* [Text under study]:
=======

The integration of two measurement technologies, oil debris analysis and 
vibration, results in a system with improved damage detection and decision-making 
capabilities. Vibration and oil debris data were collected from experiments in the NASA 
Glenn Spur Gear Fatigue Rig. Oil debris and vibration features were obtained and input 
into a data fusion process. Using fuzzy logic techniques applied to the oil debris and 
vibration data, a simple system model was developed that discriminates between stages 
of pitting wear. Additional tests were run to verify the system detects damage on data not 
used to build the model. Results indicate combining the vibration and oil debris 
measurement technologies improves the detection of pitting damage on spur gears. As a 
result of this research, the diagnostic tools used for damage detection in the NASA Glenn 
Spur Gear Fatigue Rigs have been significantly improved. 

Several other findings were made that will impact the development of health 
monitoring tools for geared systems. The first being, oil debris analysis is more reliable 
than vibration analysis for detecting pitting fatigue failure of spur gears. The second 
finding is that some vibration algorithms are as sensitive to operational effects as they are 
to damage. NA4 Reset was developed as the result of this finding. The third finding is 
that vibration algorithms FM4 and NA4 Reset do not indicate damage progression, but 
the increase in oil debris mass is related to damage progression. The fourth finding is that 
clear threshold limits must be established by the developer of the diagnostic tool if it is to 
be applied to other systems. The development of membership functions for each 
parameter will improve this process. It also enables the end user to replace these 
parameters with their own by adjusting the membership functions.

=======

* [Data excerpts]:
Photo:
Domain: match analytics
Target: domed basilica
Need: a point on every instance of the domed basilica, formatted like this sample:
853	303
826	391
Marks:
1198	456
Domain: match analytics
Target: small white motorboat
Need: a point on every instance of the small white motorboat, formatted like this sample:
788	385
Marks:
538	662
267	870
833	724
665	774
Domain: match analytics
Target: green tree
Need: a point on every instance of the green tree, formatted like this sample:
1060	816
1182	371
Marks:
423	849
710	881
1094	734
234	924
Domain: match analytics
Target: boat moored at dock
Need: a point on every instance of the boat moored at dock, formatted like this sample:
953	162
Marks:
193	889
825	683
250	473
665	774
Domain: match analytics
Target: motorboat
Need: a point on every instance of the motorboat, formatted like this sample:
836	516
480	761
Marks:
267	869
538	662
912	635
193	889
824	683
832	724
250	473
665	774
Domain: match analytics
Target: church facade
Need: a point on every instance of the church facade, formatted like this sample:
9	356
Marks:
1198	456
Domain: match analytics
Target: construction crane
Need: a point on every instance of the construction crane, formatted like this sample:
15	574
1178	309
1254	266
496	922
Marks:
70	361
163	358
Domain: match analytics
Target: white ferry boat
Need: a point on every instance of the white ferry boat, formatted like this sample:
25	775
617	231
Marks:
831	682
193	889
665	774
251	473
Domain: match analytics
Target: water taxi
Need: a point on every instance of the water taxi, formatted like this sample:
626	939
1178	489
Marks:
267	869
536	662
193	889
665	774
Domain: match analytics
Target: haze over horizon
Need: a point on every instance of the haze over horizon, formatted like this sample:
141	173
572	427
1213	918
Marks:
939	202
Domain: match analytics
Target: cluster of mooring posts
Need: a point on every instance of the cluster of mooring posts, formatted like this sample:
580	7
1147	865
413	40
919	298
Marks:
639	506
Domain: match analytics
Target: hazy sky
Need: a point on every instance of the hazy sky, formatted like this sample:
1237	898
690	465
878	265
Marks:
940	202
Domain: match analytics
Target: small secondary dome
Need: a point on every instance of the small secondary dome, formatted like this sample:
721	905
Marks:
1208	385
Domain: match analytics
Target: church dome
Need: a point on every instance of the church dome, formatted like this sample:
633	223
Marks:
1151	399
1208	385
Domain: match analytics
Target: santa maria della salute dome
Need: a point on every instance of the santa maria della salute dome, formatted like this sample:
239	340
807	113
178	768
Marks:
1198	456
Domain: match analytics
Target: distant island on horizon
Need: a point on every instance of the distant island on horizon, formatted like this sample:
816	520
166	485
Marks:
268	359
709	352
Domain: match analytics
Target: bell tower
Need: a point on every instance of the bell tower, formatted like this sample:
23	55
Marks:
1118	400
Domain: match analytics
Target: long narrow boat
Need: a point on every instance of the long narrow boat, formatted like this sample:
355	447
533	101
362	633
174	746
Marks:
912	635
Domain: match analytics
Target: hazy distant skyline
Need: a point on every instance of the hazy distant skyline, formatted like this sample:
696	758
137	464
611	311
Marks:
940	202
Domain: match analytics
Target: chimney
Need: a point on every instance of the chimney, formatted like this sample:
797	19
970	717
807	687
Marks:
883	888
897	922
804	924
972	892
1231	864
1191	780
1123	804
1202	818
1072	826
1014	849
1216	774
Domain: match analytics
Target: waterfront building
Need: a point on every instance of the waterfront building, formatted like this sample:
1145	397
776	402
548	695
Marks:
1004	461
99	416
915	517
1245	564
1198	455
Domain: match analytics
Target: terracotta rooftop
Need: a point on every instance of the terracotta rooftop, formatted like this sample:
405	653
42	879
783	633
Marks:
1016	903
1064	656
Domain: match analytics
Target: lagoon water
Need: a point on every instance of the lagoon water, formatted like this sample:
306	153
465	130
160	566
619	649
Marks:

=======

* [Problems and tasks]:
- A) Decide whether each statement agrees with the text on gear damage detection. Answer yes or no for each and quote the words of the text that settle it.
(i) Vibration analysis is more reliable than oil debris analysis for detecting pitting fatigue failure of spur gears.
(ii) NA4 Reset was developed because some vibration algorithms respond to operational effects as much as to damage.
(iii) An increase in oil debris mass is related to damage progression.
- B) According to the text on gear damage detection, where were the vibration and oil debris data collected?
- C) Continue the text on gear damage detection from its last sentence.

* [Activity answers]:
- A)
(i) No: "oil debris analysis is more reliable than vibration analysis for detecting pitting fatigue failure of spur gears"
(ii) Yes: "some vibration algorithms are as sensitive to operational effects as they are to damage. NA4 Reset was developed as the result of this finding."
(iii) Yes: "the increase in oil debris mass is related to damage progression"

- B) In experiments in the NASA Glenn Spur Gear Fatigue Rig.

- C)
The study also identified some of the challenges in the area of diagnostics. First, 
one of the reasons it is difficult to develop reliable diagnostic tools is the lack of damage 
data. In many instances, diagnostics are developed based on one or two data sets in 
controlled environments that do not perform well in the harsh environment a helicopter 
transmission experiences. A database of continuous transitional data from a normal state 
to a failed state must be understood. Unfortunately, this data is not readily available and 
diagnosticians must settle for failure progression data under documented conditions 
(Becker, et al. (1998)). The data collected in support of this thesis in the NASA Glenn 
Spur Gear Fatigue Rig will improve the diagnostics used when performing spur gear 
fatigue tests. Validation in the field under varying environmental conditions is required 
before benefits to helicopter safety can be claimed. However, the concepts described 
herein may be applicable to other rotating equipment using other measurement 
technologies. 

The second point is also related to the limited damage data. A set of standard 
metrics to quantify the performance of each diagnostic tool does not currently exist.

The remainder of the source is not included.